**Provided text**
Our reviews of Batman: Special Edition (published October 18th, 2005), Batman: 20th Anniversary Edition (Blu-Ray) (published May 18th, 2009), and Batman: The Motion Picture Anthology (Blu-Ray) (published March 10th, 2009) are also available.
The day was June 23rd 1989 and the most eagerly awaited genre film since Return of the Jedi was getting ready to take the box office by storm. Love it or hate it, Tim Burton's Batman was the "must see" movie of the summer.
We all know the story. Industrialist Bruce Wayne, who as a child watched his parents gunned down, leads a double life. By day bumbling and aloof bachelor at large. By night, he becomes Gotham City's dark knight—The Batman.
When I sat down to watch this disc, it was the first time I had seen the whole film in almost seven or eight years. Coming back to Batman, the biggest thing that I disliked about it the first time, to my mind, is now one of it's biggest assests. I am talking about the pace of the film. Burton is dealing with two very big characters and he wisely allows these characters time to breath and find their voice. It was a gutsy move and looking back I think it pays off. I was also struck by how well Batman holds up today. The design of the film has a retro kind of feel that gives it a quality of timelessness. Batman looks as though it could have been made yesterday or twenty years ago. In and of itself, that is a very impressive thing.
For all of the negative fan press Burton's selection of Michael Keaton got, he really was an inspired choice. Brooding, kinetic, edgy and self-effacing, Keaton mixes all of those traits together to form a complex character that gives the film it's backbone.

**Material shown**
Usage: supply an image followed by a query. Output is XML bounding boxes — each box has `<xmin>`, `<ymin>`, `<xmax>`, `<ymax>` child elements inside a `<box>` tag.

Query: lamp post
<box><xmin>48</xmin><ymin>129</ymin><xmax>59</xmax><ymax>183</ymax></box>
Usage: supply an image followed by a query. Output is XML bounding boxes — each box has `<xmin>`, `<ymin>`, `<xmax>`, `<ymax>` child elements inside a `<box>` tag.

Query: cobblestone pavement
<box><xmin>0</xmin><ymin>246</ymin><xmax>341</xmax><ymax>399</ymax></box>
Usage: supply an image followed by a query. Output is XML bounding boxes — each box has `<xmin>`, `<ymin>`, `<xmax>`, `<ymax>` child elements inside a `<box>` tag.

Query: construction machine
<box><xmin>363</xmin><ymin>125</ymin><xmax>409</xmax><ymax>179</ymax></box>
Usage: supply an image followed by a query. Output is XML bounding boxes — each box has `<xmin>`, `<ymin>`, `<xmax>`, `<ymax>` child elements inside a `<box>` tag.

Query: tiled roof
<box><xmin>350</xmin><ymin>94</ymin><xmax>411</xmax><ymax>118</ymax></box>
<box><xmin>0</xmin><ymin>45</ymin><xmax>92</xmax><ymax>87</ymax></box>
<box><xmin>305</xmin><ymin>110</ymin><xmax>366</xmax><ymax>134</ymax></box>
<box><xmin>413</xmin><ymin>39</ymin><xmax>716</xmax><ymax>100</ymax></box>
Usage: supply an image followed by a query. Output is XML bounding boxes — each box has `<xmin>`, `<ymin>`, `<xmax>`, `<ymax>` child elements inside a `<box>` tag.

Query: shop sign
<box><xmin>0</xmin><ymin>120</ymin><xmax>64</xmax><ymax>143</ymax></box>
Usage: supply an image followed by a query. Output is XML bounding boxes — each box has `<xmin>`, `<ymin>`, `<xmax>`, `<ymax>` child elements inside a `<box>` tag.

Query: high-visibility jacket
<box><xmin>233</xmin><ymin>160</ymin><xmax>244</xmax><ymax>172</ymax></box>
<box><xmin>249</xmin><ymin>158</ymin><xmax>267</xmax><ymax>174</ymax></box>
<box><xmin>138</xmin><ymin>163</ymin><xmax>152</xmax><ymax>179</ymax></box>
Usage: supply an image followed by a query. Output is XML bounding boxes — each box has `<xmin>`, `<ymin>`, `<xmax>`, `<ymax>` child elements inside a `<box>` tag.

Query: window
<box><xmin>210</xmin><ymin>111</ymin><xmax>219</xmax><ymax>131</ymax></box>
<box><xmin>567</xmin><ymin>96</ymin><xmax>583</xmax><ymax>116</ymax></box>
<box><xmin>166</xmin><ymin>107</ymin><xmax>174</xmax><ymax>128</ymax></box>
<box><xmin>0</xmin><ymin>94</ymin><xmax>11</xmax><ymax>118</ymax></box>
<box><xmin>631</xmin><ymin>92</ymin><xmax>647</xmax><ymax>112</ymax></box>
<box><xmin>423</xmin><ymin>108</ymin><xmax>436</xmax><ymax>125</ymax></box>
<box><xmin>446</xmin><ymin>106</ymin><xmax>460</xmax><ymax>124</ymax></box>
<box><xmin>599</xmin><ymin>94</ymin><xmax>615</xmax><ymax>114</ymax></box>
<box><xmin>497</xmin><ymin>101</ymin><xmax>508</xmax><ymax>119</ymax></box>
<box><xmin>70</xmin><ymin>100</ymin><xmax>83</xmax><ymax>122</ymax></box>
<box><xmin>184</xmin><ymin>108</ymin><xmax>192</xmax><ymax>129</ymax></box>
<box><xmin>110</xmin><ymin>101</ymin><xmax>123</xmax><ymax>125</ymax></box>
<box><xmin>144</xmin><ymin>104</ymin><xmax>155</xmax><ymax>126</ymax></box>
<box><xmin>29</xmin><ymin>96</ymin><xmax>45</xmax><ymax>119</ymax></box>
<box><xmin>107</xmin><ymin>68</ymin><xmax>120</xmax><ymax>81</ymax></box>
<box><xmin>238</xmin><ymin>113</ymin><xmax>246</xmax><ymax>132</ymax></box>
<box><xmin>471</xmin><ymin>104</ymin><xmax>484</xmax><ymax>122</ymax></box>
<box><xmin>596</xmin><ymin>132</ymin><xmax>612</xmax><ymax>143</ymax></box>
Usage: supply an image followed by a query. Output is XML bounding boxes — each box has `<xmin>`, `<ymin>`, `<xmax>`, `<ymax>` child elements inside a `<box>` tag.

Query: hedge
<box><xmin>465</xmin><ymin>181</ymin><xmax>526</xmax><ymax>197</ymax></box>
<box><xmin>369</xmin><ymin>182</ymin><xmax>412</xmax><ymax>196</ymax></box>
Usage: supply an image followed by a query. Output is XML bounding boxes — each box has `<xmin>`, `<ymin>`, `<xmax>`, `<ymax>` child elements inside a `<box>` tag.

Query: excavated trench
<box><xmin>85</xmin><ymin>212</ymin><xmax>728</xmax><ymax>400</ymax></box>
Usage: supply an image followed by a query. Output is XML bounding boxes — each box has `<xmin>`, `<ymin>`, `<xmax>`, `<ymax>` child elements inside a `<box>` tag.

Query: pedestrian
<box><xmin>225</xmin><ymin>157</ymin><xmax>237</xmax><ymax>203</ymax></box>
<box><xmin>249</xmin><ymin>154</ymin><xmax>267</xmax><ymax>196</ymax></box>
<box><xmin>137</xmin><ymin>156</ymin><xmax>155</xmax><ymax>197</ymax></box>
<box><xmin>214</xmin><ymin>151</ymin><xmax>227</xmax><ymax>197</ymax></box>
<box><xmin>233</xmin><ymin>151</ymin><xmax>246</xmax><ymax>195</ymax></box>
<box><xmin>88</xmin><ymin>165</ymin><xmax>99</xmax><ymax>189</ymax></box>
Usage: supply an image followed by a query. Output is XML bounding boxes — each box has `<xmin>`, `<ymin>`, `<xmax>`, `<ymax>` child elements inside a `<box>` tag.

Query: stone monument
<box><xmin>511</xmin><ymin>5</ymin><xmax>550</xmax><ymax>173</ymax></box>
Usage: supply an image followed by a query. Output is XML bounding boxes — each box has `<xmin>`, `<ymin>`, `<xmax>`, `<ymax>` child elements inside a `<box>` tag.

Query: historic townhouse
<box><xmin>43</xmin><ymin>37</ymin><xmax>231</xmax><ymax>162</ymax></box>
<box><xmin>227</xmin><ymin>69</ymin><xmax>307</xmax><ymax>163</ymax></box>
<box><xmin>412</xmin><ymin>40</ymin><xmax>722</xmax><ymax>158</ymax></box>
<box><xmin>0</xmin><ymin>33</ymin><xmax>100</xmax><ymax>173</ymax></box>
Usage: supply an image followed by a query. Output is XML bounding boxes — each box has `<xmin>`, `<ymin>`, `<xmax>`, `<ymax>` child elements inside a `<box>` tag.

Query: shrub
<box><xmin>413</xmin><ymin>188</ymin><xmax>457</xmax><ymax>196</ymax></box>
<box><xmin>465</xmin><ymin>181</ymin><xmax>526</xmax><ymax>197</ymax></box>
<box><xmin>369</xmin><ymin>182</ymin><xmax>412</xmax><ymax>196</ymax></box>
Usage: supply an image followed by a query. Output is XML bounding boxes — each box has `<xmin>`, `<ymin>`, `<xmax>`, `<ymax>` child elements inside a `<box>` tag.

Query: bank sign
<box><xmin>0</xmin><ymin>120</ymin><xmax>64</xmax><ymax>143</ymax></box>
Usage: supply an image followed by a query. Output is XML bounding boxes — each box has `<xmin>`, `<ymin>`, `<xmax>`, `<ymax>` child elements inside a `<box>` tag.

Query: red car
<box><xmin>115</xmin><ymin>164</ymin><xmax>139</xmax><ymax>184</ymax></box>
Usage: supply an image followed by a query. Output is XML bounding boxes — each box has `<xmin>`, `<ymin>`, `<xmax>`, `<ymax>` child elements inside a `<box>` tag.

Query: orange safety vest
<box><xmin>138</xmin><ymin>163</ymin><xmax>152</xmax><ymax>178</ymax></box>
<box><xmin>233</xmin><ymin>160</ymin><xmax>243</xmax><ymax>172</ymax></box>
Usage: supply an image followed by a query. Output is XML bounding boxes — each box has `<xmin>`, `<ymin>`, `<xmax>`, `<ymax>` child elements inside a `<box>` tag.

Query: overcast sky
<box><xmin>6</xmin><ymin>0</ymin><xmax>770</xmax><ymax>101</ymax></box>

**Challenges**
(A) Decide whether each statement agrees with the Batman review, answering yes or no and quoting the words of the review that settle it. (i) The review calls Batman the "must see" movie of the summer. (ii) The reviewer had last seen the whole film about two years before watching this disc. (iii) The reviewer considers Michael Keaton an inspired choice.
(B) Write out the Batman review from "Our reviews of" to "are also available.", renaming every "published" as "released".

**Expected results**
(A)
(i) Yes: "Tim Burton's Batman was the "must see" movie of the summer."
(ii) No: "it was the first time I had seen the whole film in almost seven or eight years."
(iii) Yes: "he really was an inspired choice."

(B)
Our reviews of Batman: Special Edition (released October 18th, 2005), Batman: 20th Anniversary Edition (Blu-Ray) (released May 18th, 2009), and Batman: The Motion Picture Anthology (Blu-Ray) (released March 10th, 2009) are also available.